__Page__
▼▼▼

But let me peel the onion a bit. Where does automation stem from? Automation is in many cases only possible because you have trained a model based on human decision patterns or tons of collected data; not in all cases, but in many. For example, train an ML model over the language used in fraudulent claims, to score incoming claims — based on language and word nuance usage — which ones are more likely to be fraudulent. In this way, you have automated the steps of human sampling, or at least expedited that process to hopefully create more accurate sample sets.
From there you can automate which action to trigger — send this fraudulent claim to human processing, or send it directly, after further automated processing steps, to an immediate action to decline (or legal action). The end vision, of course, is to avoid spending valuable human time on claims that are a waste of time and to avoid the payout and costs of legal action against fraudulent claims later on.
This is the nirvana for many organizations, to offload human tasks where mistakes can be costly, or where there is a better use of human time doing other things. Automation is growing as it helps business decisions become more accurate and acted on faster, allowing us to use humans where humans are most valuable and useful.

▲▲▲

__Given exercise 1__
Render everything in the records from the line containing "of the eyeglasses" down to the end of the records as a Markdown table with the columns Row and Line, numbering each line and skipping blank lines.

__Excerpted data__
▼▼▼

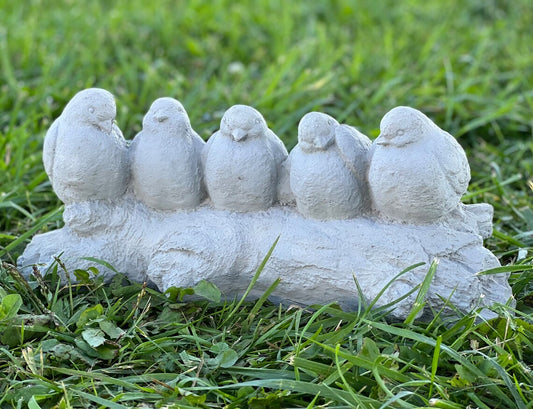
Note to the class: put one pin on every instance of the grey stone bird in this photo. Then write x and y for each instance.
(242, 162)
(418, 172)
(84, 153)
(328, 169)
(165, 159)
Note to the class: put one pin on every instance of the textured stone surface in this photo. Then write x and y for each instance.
(335, 225)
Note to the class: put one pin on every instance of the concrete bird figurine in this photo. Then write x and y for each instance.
(242, 162)
(165, 159)
(328, 169)
(85, 154)
(418, 172)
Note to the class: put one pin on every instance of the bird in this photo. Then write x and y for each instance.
(85, 154)
(165, 159)
(418, 172)
(328, 169)
(242, 162)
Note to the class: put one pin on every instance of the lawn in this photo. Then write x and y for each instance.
(466, 64)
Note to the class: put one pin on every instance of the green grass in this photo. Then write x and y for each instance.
(467, 64)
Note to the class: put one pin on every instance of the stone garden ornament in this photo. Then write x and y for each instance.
(173, 210)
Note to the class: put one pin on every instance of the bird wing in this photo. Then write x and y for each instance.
(284, 191)
(49, 148)
(206, 148)
(353, 147)
(454, 164)
(277, 148)
(198, 142)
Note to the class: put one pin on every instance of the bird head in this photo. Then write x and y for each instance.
(94, 107)
(165, 113)
(402, 126)
(316, 132)
(242, 122)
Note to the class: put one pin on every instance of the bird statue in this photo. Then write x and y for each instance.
(242, 162)
(328, 169)
(418, 172)
(165, 159)
(84, 153)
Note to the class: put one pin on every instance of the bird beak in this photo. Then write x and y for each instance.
(106, 125)
(161, 117)
(383, 140)
(322, 142)
(239, 135)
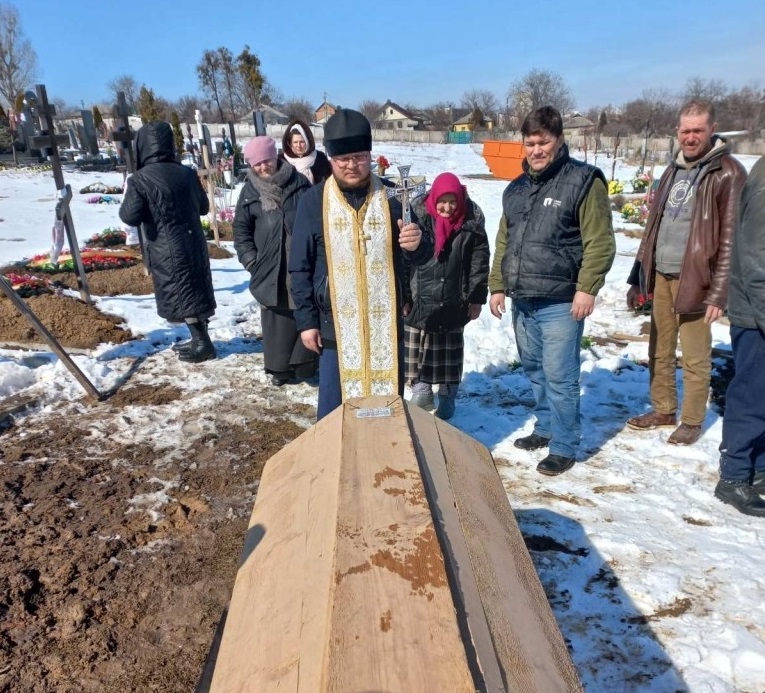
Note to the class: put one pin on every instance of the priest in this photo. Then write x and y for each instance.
(348, 269)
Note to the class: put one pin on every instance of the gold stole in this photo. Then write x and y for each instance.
(359, 247)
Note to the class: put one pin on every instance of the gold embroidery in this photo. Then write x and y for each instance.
(359, 248)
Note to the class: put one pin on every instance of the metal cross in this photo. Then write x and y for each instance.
(406, 192)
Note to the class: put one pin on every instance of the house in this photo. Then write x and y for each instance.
(576, 124)
(468, 122)
(323, 112)
(393, 117)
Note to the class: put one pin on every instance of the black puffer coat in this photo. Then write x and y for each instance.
(443, 287)
(262, 238)
(166, 199)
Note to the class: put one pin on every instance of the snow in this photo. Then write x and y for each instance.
(656, 585)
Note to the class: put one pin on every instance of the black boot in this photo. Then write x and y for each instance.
(200, 347)
(178, 347)
(741, 496)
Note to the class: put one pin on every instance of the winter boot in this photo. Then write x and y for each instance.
(758, 483)
(741, 496)
(447, 394)
(422, 396)
(183, 346)
(200, 347)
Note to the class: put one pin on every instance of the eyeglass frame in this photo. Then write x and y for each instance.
(345, 160)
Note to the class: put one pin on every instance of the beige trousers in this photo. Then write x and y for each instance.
(696, 355)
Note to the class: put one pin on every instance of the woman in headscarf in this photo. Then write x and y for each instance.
(265, 214)
(447, 292)
(299, 149)
(166, 199)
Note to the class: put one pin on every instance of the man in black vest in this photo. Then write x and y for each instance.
(554, 247)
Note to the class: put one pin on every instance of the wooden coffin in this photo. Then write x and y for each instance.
(383, 557)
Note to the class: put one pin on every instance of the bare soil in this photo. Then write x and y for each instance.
(119, 550)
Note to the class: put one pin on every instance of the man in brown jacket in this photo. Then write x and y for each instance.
(684, 262)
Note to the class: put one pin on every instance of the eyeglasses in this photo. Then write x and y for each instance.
(348, 159)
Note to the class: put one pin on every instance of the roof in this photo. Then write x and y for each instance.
(578, 121)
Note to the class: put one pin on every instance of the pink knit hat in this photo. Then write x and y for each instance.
(259, 149)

▲▲▲

__Given exercise 2__
In the automation text, rewrite everything from "This is the" down to "valuable and useful." with "nirvana" changed to "ideal".

__Reply 1__
| Row | Line |
|---|---|
| 1 | Note to the class: put one pin on every instance of the eyeglasses in this photo. Then write x and y for each instance. |
| 2 | (348, 159) |
| 3 | Note to the class: put one pin on every instance of the roof in this photo. Then write x and y for each instance. |
| 4 | (578, 121) |
| 5 | Note to the class: put one pin on every instance of the pink knit hat in this photo. Then write x and y for each instance. |
| 6 | (259, 149) |

__Reply 2__
This is the ideal for many organizations, to offload human tasks where mistakes can be costly, or where there is a better use of human time doing other things. Automation is growing as it helps business decisions become more accurate and acted on faster, allowing us to use humans where humans are most valuable and useful.